WHAT THE TASK REQUIRES
Reproduce the records below verbatim, from the line containing "like [1041, 18]." through the end of the records, with both ends included.

DATA SUPPLIED
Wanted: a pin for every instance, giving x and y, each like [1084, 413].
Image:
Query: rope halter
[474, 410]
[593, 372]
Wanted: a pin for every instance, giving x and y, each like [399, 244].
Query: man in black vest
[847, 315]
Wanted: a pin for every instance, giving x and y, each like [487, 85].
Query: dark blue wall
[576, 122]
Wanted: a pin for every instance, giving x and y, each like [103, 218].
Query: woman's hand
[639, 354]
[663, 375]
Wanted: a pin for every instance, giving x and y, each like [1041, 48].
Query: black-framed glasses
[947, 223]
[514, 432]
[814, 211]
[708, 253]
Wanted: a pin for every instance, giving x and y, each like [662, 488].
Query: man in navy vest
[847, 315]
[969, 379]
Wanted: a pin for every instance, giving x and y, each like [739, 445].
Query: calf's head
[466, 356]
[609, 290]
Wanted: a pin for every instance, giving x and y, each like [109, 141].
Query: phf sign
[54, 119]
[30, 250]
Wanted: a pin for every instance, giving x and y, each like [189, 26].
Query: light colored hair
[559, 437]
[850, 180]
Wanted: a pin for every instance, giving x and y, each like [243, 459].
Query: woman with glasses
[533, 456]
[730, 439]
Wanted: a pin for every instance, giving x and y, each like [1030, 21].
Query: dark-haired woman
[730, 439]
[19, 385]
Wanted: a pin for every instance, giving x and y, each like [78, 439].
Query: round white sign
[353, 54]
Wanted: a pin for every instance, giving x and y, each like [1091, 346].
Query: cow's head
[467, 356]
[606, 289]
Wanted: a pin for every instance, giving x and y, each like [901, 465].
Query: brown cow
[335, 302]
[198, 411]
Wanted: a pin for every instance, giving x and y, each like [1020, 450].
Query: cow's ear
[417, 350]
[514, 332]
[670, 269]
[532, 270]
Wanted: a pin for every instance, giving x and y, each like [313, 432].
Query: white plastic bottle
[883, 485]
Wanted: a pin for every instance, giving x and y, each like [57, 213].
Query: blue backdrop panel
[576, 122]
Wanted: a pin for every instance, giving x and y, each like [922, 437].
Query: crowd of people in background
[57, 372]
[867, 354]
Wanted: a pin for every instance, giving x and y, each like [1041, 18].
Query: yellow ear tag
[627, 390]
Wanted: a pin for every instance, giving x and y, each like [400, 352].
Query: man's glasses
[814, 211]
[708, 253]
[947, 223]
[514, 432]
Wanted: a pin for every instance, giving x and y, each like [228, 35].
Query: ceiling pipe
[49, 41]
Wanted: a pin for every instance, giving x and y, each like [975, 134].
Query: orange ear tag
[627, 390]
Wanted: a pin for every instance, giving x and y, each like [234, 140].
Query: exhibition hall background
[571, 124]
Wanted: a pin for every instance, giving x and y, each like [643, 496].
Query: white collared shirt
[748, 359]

EXERCISE RESULT
Wanted: a pin for every instance, giving x and y, each like [1041, 18].
Query: yellow ear tag
[627, 390]
Wanted: a pin for every instance, giving x and y, each like [400, 352].
Query: man's glasses
[814, 211]
[708, 253]
[947, 223]
[514, 432]
Wanted: a pin for every instance, giving x and y, each like [228, 35].
Query: ceiling pipe
[49, 41]
Wanted: a pin for every instance, giving x and y, each like [975, 134].
Query: orange ear tag
[627, 390]
Wanted: a pin for every instance, giving x and y, each like [234, 140].
Query: exhibition hall background
[571, 124]
Wanted: a pin for every instance, giving x and y, each like [643, 496].
Query: white collared shirt
[748, 359]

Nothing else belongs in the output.